Step 1: Define the culture’s state.

The first step is to pick a point in time and define the culture as it exists in that time.

You can go about this a few ways. You can pick a time in the past, perhaps a golden age where things flourished and there is a lot more culture-y stuff.

When people have more spare time they take more time for the arts, sciences and things like philosophy and inventing. This would be my suggested route if it fits into your timeline.

On the flip side you could always choose very early tribal times and get the basis of culture from the source, or frankly you could pick anywhere on the timeline, totally up to you, in the end you do the same amount of work, it just depends on how you want to pursue it.


To define the culture at whatever moment in time you choose, start with the list, yours is pretty good but missing a few things and at times redundant in my opinion so I both elaborated and consolidated

Keep in mind that these items overlap and you should make sure they are internally consistent. For example a continent spanning middle ages empire is going to need fairly advanced communication techniques, so chiseling the written word into stone...probably not going to cut it...get it :D

  • Tools/Technology: Pretty strait forward. What tech is at your disposal? As an example the evolution of tech allowed for the democratization of information which has changed culture in many many ways.

  • Language(s)/Communication: How do your people communicate? Is there one language or many? Are these aliens? Can they rock some telepathy? A telepathic species could arguably be less violent amongst their own due to shared emotions/history.

  • Customs and Traditions: Folktales, shaking with the right hand, pre-organized religion spiritual stuff, tales, fables etc). This stuff is really fun to work on, figure out what is important to your people, be it a tradition, resource, or ideals and come up with a folktale about a hero (or villain). Who do parents say is hiding under the bed?!

  • Arts and Recreation: Painting, writing, sculpture, music, fashion etc. etc. What do people do for fun? Is there a card game old folks play, or a violent sport for young men to prove themselves, do they sing around bonfires or listen to stories by an elder?

  • Shelter/Architecture: How things are designed and why, resource availability, special buildings that use rare resources?

  • Values/Morals/Religion: What guides what is right and wrong. This is a great one for shifting culture over time...

  • Artifacts: The really fancy stuff that becomes important over time…no one cares about the mundane stuff). Named weapons, crown jewels, holy texts are just a few examples.

  • Knowledge: The sum of all learning. This can result in places like the Great Library of Alexandria. How is that knowledge proliferated to the next generation, is it share or controlled?

◆ Given data ◆
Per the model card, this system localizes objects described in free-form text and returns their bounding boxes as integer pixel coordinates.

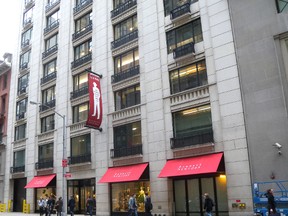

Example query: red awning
[99,163,148,183]
[158,153,223,178]
[25,174,56,188]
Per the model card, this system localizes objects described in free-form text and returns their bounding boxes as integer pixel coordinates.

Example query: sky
[0,0,24,60]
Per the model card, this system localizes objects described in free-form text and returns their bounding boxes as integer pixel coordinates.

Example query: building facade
[4,0,253,216]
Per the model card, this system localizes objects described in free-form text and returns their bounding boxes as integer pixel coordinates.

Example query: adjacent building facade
[4,0,268,216]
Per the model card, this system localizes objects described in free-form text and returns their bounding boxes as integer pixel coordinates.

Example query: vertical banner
[86,73,103,129]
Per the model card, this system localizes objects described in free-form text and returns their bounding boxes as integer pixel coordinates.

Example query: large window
[41,114,54,133]
[167,19,203,53]
[170,60,207,94]
[74,39,92,60]
[114,15,138,40]
[114,122,142,149]
[73,103,88,123]
[114,49,139,74]
[14,124,26,141]
[173,105,212,138]
[115,84,140,110]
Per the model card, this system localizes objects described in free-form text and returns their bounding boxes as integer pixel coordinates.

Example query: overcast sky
[0,0,24,59]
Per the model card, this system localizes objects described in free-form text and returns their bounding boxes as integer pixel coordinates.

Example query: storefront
[159,153,228,216]
[67,178,96,214]
[99,163,150,216]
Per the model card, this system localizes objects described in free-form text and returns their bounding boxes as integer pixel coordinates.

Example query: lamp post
[30,101,67,216]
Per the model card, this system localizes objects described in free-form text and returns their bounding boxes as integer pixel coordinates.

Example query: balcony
[111,65,140,83]
[10,166,25,174]
[72,22,92,41]
[71,53,92,69]
[40,99,56,112]
[170,128,214,149]
[70,86,88,100]
[41,71,57,85]
[42,44,58,59]
[173,42,195,59]
[111,29,138,49]
[44,19,59,34]
[73,0,93,15]
[35,159,54,170]
[170,2,191,20]
[68,154,91,165]
[110,144,142,158]
[111,0,137,18]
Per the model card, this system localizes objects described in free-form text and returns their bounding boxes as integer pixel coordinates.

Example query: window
[41,114,55,133]
[75,12,92,32]
[16,98,28,120]
[170,60,207,94]
[167,19,203,53]
[38,143,53,162]
[42,86,55,104]
[114,15,138,40]
[115,84,140,110]
[114,49,139,74]
[18,74,29,95]
[114,121,142,149]
[73,72,88,91]
[173,105,212,138]
[71,134,91,157]
[73,103,88,123]
[74,39,92,60]
[14,124,26,141]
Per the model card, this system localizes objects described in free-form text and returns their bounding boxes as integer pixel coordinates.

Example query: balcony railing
[10,166,25,173]
[111,65,140,83]
[71,53,92,69]
[40,99,56,112]
[42,44,58,59]
[170,2,191,20]
[35,159,54,170]
[44,19,59,34]
[68,154,91,164]
[111,29,138,49]
[170,128,214,149]
[173,42,195,59]
[41,71,57,84]
[73,0,93,14]
[111,0,137,18]
[110,144,142,158]
[72,22,93,41]
[70,86,88,99]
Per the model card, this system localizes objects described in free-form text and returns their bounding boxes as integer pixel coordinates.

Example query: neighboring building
[4,0,253,216]
[0,53,12,203]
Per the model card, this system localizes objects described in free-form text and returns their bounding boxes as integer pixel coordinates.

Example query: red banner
[86,73,103,129]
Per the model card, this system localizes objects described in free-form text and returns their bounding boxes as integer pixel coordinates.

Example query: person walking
[204,193,214,216]
[68,196,75,216]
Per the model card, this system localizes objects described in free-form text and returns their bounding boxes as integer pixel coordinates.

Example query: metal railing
[110,144,142,158]
[68,153,91,164]
[111,65,140,83]
[111,29,138,49]
[111,0,137,18]
[41,71,57,84]
[70,86,88,99]
[170,128,214,149]
[173,42,195,59]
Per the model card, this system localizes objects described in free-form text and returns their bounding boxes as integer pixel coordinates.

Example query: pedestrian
[266,188,276,215]
[55,197,63,216]
[204,193,214,216]
[128,194,138,216]
[68,196,75,216]
[144,193,153,216]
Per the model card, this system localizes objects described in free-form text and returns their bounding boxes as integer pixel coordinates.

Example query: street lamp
[30,101,67,216]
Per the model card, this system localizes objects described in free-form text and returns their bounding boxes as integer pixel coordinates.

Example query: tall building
[0,53,12,202]
[4,0,253,216]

◆ Tasks for this exercise ◆
1. From the guide to defining a culture, list every category name that opens a bullet point.
2. Reproduce word for word the stretch of the guide to defining a culture from "To define the" through "many many ways.".

◆ Task responses ◆
1.
Tools/Technology
Language(s)/Communication
Customs and Traditions
Arts and Recreation
Shelter/Architecture
Values/Morals/Religion
Artifacts
Knowledge

2.
To define the culture at whatever moment in time you choose, start with the list, yours is pretty good but missing a few things and at times redundant in my opinion so I both elaborated and consolidated

Keep in mind that these items overlap and you should make sure they are internally consistent. For example a continent spanning middle ages empire is going to need fairly advanced communication techniques, so chiseling the written word into stone...probably not going to cut it...get it :D

  • Tools/Technology: Pretty strait forward. What tech is at your disposal? As an example the evolution of tech allowed for the democratization of information which has changed culture in many many ways.